Collection entries
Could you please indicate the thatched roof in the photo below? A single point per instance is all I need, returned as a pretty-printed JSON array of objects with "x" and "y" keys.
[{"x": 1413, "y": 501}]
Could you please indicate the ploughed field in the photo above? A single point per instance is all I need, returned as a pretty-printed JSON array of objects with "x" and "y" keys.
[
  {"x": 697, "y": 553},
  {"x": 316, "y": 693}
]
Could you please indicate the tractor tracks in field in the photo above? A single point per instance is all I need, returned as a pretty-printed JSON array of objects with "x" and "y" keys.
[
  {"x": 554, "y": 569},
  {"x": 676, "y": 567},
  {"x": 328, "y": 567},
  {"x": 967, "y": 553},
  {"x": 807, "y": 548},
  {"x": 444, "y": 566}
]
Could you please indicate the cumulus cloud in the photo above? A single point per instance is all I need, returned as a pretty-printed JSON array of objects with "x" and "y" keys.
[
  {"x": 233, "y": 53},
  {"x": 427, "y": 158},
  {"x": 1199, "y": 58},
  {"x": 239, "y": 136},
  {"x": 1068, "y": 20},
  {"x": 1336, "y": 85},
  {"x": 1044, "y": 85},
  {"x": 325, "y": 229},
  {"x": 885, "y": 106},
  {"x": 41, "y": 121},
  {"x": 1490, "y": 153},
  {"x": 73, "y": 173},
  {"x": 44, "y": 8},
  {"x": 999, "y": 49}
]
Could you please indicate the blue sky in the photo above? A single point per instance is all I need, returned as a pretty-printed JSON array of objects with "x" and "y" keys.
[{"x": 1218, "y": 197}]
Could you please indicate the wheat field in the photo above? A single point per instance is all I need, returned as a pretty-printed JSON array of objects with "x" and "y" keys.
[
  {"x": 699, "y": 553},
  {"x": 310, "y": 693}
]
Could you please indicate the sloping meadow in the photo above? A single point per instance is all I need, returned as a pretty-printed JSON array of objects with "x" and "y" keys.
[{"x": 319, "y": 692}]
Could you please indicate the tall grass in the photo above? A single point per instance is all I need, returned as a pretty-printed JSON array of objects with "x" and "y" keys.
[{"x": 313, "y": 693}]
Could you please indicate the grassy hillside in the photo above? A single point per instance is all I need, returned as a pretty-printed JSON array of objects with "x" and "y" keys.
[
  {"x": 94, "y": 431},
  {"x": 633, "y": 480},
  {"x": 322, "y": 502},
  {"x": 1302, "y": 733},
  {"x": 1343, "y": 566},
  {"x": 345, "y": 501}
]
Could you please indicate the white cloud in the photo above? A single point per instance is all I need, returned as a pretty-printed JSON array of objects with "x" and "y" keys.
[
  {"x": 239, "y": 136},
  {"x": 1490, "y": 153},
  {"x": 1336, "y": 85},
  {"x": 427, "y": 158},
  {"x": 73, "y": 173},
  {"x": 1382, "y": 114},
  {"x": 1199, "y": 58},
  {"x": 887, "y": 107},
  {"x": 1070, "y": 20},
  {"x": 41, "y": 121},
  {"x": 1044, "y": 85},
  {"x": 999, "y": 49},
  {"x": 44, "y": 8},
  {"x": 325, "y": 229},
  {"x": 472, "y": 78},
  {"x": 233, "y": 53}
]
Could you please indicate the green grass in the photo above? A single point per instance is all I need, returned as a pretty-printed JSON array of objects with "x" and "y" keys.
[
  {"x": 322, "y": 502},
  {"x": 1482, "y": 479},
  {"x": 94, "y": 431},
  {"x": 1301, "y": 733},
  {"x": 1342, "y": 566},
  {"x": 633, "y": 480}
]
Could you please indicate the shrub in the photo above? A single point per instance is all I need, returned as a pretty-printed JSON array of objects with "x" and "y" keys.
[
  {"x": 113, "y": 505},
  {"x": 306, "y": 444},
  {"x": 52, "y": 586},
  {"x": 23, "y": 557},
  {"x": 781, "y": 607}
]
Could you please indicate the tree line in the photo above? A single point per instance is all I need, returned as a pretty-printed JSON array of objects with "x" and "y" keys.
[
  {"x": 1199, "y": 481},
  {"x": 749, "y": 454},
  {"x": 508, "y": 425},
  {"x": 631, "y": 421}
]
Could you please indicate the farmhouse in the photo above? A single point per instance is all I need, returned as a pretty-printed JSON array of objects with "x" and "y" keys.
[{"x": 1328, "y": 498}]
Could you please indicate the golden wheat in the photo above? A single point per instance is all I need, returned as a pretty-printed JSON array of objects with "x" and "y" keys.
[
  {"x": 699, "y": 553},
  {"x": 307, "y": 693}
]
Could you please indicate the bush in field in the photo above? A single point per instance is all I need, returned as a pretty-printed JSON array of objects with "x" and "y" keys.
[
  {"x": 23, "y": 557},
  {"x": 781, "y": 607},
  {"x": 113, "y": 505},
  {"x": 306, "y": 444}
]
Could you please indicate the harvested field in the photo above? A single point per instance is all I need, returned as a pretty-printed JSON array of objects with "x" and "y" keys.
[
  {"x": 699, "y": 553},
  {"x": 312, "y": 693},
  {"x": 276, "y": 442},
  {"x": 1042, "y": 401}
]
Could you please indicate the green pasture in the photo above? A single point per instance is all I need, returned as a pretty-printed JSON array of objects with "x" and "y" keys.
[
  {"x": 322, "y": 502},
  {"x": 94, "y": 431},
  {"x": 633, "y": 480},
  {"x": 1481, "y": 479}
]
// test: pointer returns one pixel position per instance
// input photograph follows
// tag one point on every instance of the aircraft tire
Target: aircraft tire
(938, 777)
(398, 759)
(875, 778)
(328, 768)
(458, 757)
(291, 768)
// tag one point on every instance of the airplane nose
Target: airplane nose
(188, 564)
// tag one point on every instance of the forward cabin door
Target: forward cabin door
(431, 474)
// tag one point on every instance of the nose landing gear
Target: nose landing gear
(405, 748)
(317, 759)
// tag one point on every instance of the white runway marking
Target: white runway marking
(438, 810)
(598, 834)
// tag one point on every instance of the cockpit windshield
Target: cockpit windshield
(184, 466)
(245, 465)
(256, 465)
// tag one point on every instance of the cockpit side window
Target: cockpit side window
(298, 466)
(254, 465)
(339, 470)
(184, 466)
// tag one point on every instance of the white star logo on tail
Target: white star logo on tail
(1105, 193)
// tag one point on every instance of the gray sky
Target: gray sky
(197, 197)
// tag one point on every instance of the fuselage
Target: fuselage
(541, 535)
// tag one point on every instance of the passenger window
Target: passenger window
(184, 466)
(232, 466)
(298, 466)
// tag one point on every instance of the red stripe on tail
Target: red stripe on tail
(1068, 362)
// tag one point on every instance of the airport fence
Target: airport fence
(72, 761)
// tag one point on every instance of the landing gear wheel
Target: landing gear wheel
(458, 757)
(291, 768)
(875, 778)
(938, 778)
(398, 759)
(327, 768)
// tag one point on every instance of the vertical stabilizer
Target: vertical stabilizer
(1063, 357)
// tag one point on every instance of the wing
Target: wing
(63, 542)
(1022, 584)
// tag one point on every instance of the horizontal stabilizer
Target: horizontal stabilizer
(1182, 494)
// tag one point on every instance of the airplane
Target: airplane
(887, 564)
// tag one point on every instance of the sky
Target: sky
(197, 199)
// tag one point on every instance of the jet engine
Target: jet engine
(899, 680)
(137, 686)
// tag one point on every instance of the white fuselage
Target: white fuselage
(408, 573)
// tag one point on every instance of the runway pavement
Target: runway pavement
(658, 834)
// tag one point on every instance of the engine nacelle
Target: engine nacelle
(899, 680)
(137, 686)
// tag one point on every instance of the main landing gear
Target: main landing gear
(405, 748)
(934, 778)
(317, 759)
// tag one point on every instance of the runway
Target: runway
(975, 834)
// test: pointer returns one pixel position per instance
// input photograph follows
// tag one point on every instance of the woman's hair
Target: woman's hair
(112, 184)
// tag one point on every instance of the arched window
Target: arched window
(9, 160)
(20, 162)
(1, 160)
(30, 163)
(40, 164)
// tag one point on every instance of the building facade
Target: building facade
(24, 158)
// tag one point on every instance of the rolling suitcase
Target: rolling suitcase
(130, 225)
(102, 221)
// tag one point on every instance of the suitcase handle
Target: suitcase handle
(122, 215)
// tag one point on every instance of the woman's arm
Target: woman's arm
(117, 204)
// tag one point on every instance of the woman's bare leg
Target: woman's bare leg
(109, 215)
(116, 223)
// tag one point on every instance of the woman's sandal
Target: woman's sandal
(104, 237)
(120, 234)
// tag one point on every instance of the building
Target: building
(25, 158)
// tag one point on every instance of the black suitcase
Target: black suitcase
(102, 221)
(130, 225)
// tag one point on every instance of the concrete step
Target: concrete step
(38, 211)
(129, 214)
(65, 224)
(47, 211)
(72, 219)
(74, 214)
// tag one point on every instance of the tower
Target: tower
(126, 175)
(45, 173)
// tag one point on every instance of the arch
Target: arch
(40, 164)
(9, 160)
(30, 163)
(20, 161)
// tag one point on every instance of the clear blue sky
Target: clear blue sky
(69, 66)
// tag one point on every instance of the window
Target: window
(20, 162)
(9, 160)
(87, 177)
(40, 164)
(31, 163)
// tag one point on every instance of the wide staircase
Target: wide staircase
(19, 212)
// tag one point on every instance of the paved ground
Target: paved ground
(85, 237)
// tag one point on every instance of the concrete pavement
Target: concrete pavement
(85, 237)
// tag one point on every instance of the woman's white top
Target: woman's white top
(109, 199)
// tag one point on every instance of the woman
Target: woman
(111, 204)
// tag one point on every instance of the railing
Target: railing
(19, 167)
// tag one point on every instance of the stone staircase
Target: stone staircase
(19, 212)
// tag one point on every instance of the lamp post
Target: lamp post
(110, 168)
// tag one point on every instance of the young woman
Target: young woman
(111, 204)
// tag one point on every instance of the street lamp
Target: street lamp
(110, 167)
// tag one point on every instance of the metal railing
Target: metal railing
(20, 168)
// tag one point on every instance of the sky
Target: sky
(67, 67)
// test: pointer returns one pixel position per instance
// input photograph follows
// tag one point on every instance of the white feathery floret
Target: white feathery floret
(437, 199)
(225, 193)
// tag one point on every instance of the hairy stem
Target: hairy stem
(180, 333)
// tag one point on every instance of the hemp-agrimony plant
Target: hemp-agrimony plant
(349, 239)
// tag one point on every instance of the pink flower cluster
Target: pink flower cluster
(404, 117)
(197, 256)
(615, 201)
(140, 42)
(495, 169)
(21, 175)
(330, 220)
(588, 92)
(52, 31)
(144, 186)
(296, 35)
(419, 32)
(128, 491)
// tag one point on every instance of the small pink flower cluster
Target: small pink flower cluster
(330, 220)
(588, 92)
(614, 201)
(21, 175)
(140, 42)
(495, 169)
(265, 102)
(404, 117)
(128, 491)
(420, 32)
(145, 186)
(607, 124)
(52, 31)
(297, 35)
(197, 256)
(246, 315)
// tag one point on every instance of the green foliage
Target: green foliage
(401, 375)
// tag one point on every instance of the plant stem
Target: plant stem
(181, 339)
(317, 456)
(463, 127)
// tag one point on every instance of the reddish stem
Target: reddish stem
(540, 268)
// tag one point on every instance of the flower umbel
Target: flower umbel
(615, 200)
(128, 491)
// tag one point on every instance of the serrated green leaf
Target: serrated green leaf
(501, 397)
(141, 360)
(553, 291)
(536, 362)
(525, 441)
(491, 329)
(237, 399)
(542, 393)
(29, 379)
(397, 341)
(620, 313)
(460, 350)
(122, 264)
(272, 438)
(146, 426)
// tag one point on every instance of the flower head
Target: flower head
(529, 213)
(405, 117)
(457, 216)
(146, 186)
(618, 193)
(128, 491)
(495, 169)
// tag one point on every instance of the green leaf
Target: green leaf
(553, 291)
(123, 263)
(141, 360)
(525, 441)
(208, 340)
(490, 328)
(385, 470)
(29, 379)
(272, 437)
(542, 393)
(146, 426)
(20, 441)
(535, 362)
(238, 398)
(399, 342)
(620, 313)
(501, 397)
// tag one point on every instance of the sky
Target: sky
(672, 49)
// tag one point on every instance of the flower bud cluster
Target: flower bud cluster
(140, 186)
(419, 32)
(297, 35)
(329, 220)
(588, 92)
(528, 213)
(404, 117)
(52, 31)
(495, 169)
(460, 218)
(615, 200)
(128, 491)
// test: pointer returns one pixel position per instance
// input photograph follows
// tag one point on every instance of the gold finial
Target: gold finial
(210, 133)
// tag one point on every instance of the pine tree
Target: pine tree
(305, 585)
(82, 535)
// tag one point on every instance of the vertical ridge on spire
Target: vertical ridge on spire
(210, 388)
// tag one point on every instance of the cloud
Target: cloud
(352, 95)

_Required work_: Keeping every character as it is, restate the lines above that run from the line with "the arched window" through the line with "the wide staircase", both included, and nothing else.

_Worked solution_:
// tag one point on every instance of the arched window
Target: arched window
(9, 160)
(20, 162)
(1, 160)
(30, 163)
(40, 164)
// tag one point on every instance of the building facade
Target: building facade
(24, 158)
// tag one point on every instance of the rolling suitcase
Target: rolling suitcase
(130, 225)
(102, 221)
// tag one point on every instance of the suitcase handle
Target: suitcase handle
(122, 215)
// tag one point on every instance of the woman's arm
Target: woman's arm
(117, 204)
// tag one point on every instance of the woman's bare leg
Target: woman's bare leg
(109, 215)
(116, 223)
// tag one point on every instance of the woman's sandal
Target: woman's sandal
(104, 237)
(120, 234)
// tag one point on every instance of the building
Target: building
(25, 158)
// tag one point on every instance of the black suitcase
Target: black suitcase
(102, 221)
(130, 225)
// tag one point on every instance of the concrete step
Target: concrete step
(38, 211)
(129, 214)
(65, 224)
(47, 211)
(72, 219)
(74, 214)
// tag one point on every instance of the tower
Target: tower
(126, 175)
(45, 173)
// tag one point on every instance of the arch
Target: arch
(40, 164)
(9, 160)
(30, 163)
(20, 161)
// tag one point on every instance of the clear blue sky
Target: clear blue sky
(69, 66)
// tag one point on every instance of the window
Target: window
(20, 162)
(9, 160)
(87, 177)
(40, 164)
(31, 163)
// tag one point on every instance of the wide staircase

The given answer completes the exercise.